_The task_: Could the data below be retyped exactly, without its pictures?

_Task inputs_:
○ ○ ○ ○ ○

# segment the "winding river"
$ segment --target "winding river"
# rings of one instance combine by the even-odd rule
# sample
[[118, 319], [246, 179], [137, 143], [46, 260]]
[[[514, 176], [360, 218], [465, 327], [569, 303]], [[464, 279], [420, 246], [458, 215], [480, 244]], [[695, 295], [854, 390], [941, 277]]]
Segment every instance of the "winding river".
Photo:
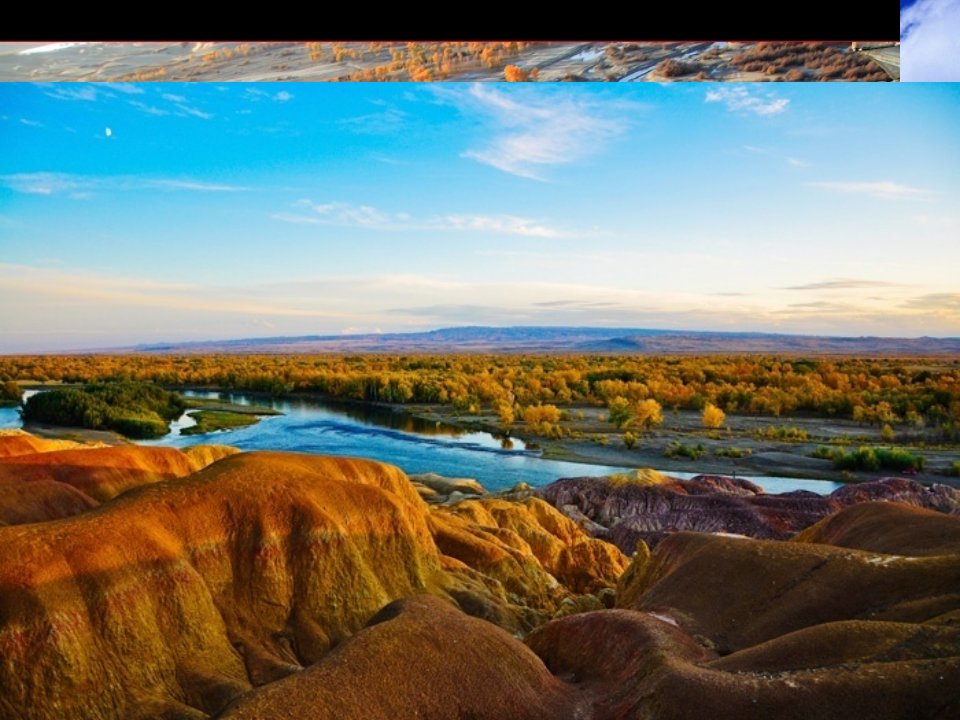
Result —
[[[518, 482], [545, 485], [561, 477], [609, 475], [622, 467], [547, 460], [522, 440], [504, 440], [486, 432], [468, 432], [439, 422], [414, 418], [389, 409], [315, 399], [268, 401], [241, 393], [186, 392], [188, 396], [222, 399], [243, 405], [268, 405], [283, 415], [268, 416], [255, 425], [204, 435], [180, 435], [193, 424], [184, 416], [169, 435], [150, 444], [187, 447], [222, 443], [242, 450], [291, 450], [326, 455], [373, 458], [398, 465], [407, 473], [436, 472], [472, 477], [490, 490]], [[0, 408], [0, 428], [21, 427], [16, 408]], [[670, 473], [693, 477], [696, 473]], [[829, 493], [840, 487], [824, 480], [750, 476], [767, 492], [812, 490]]]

○ ○ ○ ○ ○

_Result_:
# segment the "winding river"
$ segment --target "winding river"
# rings of one instance combine by the even-odd rule
# sample
[[118, 319], [246, 179], [137, 143], [46, 260]]
[[[514, 176], [360, 218], [465, 327], [569, 303]], [[464, 279], [420, 246], [458, 215], [480, 244]], [[695, 295], [854, 390], [941, 277]]]
Segment every instance of the "winding river".
Photo:
Result —
[[[518, 482], [545, 485], [561, 477], [609, 475], [622, 467], [547, 460], [522, 440], [504, 440], [486, 432], [468, 432], [439, 422], [414, 418], [389, 409], [315, 399], [268, 401], [241, 393], [186, 392], [188, 396], [222, 399], [243, 405], [268, 405], [283, 415], [268, 416], [255, 425], [204, 435], [180, 435], [193, 424], [184, 416], [169, 435], [150, 444], [187, 447], [222, 443], [242, 450], [291, 450], [326, 455], [373, 458], [398, 465], [407, 473], [436, 472], [472, 477], [490, 490]], [[0, 408], [0, 428], [21, 427], [16, 408]], [[670, 473], [693, 477], [696, 473]], [[829, 493], [840, 487], [824, 480], [750, 476], [767, 492], [812, 490]]]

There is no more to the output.